## Task prompt:
Gather each line in the rows below that contains the string "handle", and copy those lines in full.

-----

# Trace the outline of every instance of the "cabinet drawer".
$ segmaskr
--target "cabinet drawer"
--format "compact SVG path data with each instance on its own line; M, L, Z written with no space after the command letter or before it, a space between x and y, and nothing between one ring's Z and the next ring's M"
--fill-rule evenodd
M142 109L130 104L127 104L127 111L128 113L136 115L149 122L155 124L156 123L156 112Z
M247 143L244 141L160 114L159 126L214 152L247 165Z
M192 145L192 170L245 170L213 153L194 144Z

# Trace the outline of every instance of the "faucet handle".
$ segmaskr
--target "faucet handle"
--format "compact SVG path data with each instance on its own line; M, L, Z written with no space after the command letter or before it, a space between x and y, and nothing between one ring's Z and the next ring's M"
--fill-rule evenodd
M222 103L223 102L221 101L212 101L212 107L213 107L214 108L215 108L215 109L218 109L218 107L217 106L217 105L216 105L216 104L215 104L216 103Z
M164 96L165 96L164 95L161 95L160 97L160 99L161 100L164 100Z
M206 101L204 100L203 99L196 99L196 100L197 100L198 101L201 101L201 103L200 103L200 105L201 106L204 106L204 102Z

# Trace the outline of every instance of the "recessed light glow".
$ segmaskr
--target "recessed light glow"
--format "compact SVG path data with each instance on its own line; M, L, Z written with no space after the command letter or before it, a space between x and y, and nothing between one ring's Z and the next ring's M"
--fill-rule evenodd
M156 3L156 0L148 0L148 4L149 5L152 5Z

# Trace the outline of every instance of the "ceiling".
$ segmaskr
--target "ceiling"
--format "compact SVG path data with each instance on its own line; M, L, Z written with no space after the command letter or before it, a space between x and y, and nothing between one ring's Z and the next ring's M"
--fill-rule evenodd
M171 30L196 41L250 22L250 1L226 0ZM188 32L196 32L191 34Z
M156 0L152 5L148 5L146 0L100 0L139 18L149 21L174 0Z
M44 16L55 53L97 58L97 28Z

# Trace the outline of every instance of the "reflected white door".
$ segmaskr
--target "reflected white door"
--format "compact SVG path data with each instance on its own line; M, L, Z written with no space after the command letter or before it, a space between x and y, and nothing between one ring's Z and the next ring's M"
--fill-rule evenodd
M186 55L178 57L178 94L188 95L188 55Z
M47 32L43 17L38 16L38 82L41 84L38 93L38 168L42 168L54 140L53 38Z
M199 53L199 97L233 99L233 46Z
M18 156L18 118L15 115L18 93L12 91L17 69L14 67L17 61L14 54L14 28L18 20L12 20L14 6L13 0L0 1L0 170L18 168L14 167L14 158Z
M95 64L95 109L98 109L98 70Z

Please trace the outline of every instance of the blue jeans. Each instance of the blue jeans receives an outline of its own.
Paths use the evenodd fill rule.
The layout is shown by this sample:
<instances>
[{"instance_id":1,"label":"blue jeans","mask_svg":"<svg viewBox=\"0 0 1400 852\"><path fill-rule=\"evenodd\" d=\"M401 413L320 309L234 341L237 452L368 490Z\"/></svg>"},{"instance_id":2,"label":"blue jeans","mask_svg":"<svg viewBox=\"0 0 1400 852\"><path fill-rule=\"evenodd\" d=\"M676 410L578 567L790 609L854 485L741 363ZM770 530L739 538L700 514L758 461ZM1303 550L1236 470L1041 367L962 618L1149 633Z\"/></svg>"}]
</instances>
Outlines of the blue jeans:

-----

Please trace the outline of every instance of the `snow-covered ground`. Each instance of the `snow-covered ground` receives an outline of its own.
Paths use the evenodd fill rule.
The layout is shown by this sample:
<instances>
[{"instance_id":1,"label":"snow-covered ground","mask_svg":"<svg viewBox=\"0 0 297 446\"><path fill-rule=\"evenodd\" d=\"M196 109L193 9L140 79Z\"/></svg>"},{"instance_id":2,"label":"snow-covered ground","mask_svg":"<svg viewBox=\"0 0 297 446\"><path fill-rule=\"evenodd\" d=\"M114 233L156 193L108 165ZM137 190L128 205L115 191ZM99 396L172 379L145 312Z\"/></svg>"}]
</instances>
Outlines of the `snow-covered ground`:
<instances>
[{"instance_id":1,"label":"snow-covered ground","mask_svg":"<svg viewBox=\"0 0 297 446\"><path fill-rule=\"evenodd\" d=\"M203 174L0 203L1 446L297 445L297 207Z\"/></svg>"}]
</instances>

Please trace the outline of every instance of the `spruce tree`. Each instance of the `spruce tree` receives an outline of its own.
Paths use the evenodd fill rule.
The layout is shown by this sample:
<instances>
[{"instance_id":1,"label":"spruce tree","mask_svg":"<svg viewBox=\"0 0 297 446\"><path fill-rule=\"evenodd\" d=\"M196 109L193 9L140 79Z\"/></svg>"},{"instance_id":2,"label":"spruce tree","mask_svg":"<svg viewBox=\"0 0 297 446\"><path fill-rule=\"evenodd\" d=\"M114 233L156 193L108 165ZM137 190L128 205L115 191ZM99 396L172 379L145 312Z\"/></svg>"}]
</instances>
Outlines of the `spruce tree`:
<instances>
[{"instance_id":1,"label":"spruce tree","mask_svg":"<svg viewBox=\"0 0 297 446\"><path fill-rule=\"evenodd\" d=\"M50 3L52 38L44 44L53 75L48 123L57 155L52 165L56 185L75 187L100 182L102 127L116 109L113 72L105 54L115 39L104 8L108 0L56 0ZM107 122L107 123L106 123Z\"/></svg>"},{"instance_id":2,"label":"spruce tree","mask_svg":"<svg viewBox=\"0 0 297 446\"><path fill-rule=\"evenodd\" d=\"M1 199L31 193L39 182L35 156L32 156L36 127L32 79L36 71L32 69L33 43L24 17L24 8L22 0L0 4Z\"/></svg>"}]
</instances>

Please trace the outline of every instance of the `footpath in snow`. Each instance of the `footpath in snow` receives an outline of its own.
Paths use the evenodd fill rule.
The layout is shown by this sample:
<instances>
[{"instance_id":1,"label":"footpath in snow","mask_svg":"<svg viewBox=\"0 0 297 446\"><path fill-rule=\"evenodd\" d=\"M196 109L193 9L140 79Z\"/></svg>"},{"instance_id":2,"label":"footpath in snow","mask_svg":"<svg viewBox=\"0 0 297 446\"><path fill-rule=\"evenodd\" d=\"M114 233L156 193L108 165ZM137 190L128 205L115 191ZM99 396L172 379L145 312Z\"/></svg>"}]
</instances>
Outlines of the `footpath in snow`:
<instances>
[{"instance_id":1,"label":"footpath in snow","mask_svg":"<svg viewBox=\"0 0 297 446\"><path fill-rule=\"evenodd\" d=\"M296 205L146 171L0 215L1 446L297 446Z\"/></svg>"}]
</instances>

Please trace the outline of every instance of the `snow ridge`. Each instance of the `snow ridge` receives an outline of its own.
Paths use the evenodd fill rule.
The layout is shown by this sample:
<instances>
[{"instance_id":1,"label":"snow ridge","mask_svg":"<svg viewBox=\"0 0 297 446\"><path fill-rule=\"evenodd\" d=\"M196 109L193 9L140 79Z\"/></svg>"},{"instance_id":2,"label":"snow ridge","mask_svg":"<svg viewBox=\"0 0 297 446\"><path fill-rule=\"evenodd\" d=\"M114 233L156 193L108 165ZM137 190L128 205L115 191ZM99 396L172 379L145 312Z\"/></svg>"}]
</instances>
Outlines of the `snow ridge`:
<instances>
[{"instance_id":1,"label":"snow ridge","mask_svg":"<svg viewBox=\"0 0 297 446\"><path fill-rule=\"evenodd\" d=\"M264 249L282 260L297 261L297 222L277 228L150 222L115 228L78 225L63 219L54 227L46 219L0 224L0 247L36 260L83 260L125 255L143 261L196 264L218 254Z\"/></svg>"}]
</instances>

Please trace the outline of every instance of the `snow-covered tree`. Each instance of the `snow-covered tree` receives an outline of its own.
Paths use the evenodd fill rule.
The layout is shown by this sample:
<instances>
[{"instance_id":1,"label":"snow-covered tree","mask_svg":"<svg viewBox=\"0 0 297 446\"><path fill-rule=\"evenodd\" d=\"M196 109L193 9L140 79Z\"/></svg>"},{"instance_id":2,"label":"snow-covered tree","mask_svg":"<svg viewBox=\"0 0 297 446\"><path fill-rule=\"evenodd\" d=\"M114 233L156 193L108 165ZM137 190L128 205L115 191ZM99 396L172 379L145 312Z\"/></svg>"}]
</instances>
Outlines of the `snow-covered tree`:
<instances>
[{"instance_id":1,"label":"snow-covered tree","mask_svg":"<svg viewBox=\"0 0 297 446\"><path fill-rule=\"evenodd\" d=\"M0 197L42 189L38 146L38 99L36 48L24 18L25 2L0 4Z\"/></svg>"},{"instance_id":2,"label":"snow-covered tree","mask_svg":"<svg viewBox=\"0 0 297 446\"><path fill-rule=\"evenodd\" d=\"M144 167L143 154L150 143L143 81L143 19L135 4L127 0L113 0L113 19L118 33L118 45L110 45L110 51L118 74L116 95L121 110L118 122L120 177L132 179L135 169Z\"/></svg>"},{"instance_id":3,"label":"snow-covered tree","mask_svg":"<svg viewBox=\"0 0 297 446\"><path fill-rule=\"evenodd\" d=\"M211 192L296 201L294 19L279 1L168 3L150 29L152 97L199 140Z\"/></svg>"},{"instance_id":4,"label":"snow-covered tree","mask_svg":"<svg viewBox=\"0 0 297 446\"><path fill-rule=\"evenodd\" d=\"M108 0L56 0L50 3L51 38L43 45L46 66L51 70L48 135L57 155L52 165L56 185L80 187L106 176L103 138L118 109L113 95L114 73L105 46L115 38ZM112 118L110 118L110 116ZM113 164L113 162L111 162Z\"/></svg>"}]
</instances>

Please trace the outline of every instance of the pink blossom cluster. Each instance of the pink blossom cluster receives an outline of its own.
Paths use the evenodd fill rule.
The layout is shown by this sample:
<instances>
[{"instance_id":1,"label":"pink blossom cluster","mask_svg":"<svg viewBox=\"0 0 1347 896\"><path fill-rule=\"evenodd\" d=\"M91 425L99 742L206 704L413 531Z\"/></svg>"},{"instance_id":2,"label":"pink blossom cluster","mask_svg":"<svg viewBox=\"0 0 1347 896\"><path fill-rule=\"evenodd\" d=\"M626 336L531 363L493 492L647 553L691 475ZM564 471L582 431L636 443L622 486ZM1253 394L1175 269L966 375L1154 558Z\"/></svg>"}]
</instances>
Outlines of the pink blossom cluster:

-----

## Response to the task:
# Trace the outline of every instance of the "faucet handle".
--target "faucet handle"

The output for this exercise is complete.